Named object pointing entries
......

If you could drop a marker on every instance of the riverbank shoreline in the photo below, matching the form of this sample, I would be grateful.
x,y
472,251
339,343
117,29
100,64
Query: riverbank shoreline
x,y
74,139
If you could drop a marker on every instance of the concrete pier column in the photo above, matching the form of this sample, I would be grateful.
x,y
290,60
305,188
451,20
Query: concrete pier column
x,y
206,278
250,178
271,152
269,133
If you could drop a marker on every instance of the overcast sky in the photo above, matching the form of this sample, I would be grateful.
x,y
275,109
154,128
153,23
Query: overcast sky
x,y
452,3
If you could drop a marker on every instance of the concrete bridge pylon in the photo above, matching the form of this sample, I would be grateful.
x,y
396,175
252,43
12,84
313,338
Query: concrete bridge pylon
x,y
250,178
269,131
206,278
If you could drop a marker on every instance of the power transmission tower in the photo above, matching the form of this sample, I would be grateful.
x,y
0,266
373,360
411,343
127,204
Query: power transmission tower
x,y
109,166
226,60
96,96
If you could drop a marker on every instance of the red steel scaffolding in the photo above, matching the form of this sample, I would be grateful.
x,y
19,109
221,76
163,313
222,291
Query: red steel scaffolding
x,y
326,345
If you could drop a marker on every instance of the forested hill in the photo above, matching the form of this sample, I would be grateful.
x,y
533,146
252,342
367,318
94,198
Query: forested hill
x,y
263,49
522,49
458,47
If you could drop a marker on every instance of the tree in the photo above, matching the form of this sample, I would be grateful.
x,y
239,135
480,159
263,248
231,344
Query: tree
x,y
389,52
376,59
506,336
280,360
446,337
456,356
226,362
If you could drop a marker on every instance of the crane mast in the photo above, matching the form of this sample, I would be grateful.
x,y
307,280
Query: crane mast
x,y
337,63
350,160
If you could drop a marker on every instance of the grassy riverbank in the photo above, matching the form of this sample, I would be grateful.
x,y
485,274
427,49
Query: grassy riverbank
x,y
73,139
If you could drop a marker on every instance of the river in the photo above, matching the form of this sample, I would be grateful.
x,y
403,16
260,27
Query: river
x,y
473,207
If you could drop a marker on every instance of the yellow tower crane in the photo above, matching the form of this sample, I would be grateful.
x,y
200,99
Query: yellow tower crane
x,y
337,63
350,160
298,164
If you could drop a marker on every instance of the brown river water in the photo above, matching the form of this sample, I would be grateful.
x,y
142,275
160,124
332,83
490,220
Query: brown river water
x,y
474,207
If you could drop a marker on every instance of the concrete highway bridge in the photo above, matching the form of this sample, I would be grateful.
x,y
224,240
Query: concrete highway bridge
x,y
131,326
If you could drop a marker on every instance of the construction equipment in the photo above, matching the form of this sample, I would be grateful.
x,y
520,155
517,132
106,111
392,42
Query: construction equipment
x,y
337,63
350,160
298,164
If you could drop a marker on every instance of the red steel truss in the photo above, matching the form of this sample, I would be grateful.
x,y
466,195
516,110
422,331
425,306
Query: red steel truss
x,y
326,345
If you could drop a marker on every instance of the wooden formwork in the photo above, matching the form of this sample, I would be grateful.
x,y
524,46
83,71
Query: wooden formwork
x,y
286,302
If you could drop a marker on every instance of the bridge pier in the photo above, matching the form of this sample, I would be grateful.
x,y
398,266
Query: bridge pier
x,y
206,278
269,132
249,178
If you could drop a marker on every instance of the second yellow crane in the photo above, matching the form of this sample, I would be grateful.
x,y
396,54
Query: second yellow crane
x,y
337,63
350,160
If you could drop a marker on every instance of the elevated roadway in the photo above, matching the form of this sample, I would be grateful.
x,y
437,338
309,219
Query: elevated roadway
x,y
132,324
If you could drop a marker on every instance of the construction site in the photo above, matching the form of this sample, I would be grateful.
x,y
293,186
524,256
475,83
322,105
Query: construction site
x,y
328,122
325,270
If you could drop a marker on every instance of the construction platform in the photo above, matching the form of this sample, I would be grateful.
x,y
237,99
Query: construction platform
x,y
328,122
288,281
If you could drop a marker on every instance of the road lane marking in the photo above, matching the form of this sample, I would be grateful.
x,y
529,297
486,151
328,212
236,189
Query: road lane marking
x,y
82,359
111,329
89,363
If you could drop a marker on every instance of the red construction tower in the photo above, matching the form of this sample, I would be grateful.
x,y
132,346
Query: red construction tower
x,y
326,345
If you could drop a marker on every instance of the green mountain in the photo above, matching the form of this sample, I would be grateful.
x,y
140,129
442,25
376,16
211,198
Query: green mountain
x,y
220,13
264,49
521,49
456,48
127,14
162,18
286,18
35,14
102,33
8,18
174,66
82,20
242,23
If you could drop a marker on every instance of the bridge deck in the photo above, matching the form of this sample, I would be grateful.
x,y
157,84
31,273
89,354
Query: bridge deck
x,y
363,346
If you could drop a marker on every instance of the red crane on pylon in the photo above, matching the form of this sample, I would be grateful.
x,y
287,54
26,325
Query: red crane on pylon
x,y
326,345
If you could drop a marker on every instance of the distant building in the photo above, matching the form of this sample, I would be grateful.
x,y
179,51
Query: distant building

......

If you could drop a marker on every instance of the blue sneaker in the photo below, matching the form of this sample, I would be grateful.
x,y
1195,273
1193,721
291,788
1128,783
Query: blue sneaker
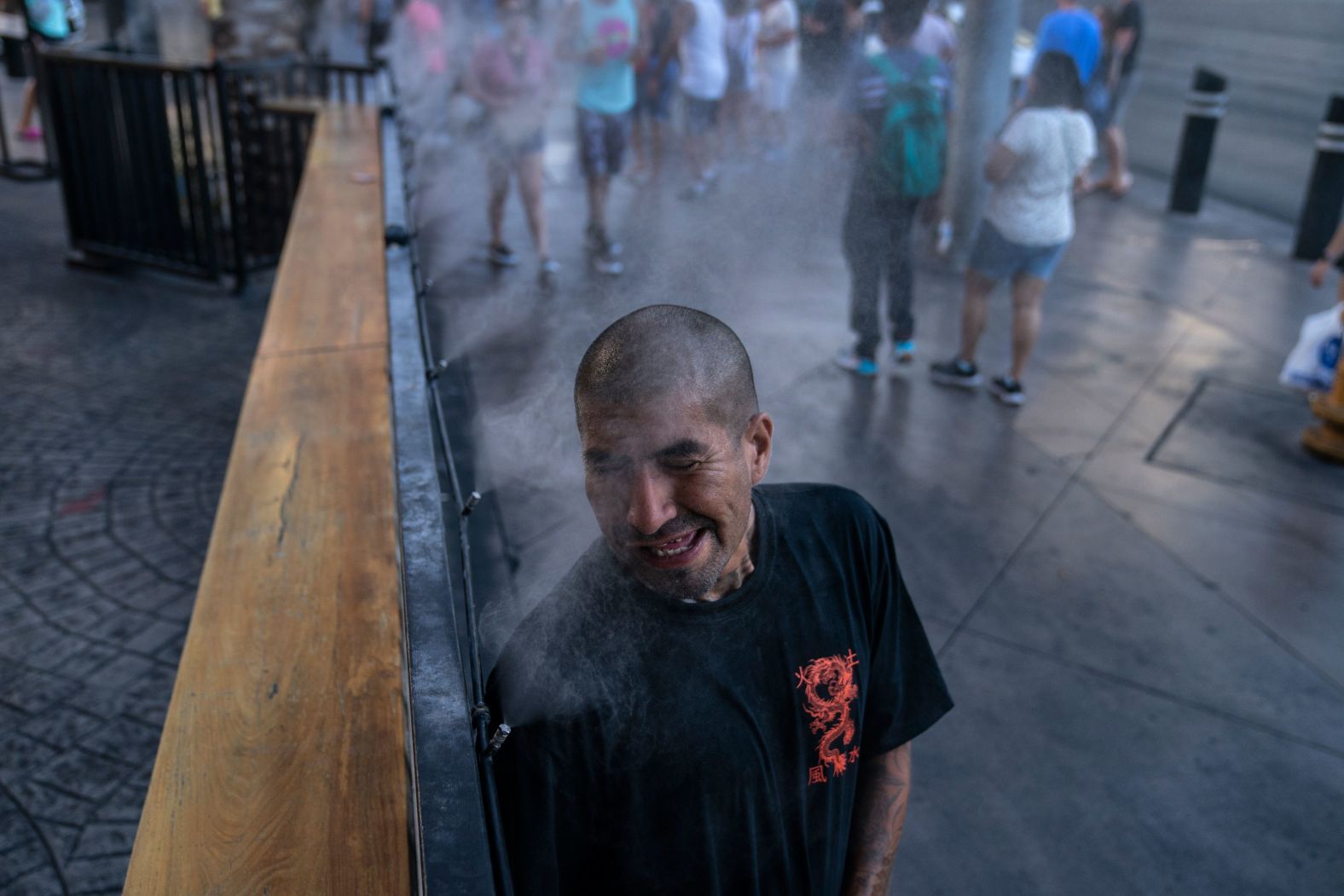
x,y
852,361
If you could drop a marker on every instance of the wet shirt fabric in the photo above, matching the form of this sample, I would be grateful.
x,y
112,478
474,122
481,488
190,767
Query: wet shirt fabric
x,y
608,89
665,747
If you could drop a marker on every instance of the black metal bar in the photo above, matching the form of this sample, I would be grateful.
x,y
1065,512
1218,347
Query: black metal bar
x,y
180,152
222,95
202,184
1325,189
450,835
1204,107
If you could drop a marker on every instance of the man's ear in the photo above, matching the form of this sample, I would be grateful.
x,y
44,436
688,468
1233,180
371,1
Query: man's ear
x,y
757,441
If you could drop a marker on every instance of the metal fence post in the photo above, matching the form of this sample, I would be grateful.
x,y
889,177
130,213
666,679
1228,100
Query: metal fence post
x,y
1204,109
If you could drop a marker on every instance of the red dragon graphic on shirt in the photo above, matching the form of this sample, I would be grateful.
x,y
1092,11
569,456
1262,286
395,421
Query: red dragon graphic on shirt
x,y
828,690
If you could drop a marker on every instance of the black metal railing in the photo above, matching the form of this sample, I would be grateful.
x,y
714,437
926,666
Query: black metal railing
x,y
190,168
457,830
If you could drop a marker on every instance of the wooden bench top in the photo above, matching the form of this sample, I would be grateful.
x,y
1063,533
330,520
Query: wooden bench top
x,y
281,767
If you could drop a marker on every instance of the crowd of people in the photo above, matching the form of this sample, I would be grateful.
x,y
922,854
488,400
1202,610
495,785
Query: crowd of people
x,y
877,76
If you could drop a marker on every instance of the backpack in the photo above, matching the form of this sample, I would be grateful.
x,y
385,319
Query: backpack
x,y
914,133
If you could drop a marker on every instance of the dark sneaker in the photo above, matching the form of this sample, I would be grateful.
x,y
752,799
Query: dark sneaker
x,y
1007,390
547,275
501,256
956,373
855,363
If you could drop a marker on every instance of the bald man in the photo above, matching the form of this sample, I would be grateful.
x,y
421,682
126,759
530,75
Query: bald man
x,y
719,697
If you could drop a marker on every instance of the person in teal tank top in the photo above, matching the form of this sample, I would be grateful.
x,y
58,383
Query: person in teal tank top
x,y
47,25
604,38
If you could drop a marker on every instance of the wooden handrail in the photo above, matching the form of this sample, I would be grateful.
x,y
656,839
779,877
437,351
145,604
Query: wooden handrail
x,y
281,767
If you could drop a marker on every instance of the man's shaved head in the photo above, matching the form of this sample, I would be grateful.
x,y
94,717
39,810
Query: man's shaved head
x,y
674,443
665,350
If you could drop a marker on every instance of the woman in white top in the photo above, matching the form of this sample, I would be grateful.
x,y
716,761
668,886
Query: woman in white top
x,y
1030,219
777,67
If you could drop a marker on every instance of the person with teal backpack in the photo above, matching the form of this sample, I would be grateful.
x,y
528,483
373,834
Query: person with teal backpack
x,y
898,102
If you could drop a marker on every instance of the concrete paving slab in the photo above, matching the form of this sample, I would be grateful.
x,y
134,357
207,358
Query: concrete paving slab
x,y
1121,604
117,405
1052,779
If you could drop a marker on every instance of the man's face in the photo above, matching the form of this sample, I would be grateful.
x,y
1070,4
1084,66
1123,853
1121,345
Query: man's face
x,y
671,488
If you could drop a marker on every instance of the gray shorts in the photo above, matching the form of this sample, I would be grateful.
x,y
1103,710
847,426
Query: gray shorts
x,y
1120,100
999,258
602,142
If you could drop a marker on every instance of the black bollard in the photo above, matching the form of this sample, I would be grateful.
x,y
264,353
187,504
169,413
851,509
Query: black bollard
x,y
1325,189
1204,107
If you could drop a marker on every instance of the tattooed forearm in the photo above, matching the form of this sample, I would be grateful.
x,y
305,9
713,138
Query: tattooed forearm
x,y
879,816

......

AIM - Take the part of the data that opens with the line containing "of the road" and closes with the line containing "Query: distant building". Switch every "marker" in it to "pin", and write out only those lines with everything else unchanged.

OUTPUT BELOW -
If you could drop a pin on every instance of the road lane marking in the photo above, matching the form of this sample, I would be grateful.
x,y
529,297
486,151
328,212
236,189
Query: road lane marking
x,y
82,359
111,329
89,363
If you could drop a pin on every instance of the red construction tower in the photo above, matching the form of this sample, I would be grateful.
x,y
132,346
Query: red construction tower
x,y
326,345
If you could drop a pin on every instance of the green mountain in the photo above, matching the form of this sample, I would be grateful.
x,y
140,129
442,25
376,16
211,198
Query: green mountain
x,y
220,13
264,49
521,49
456,48
127,14
162,18
286,18
35,14
102,33
8,18
174,66
82,20
242,23
If you could drop a pin on every instance of the bridge deck in the photo above, matching the form of this sample, I would be grateful.
x,y
157,84
31,273
89,354
Query: bridge deck
x,y
363,346
If you could drop a pin on every instance of the red crane on pylon in the photo above, matching the form of this sample, I would be grateful.
x,y
287,54
26,325
Query: red crane on pylon
x,y
326,345
If you could drop a pin on every instance of the distant building in the photo above, matching the form of this sample, I would be grateful.
x,y
179,51
Query: distant building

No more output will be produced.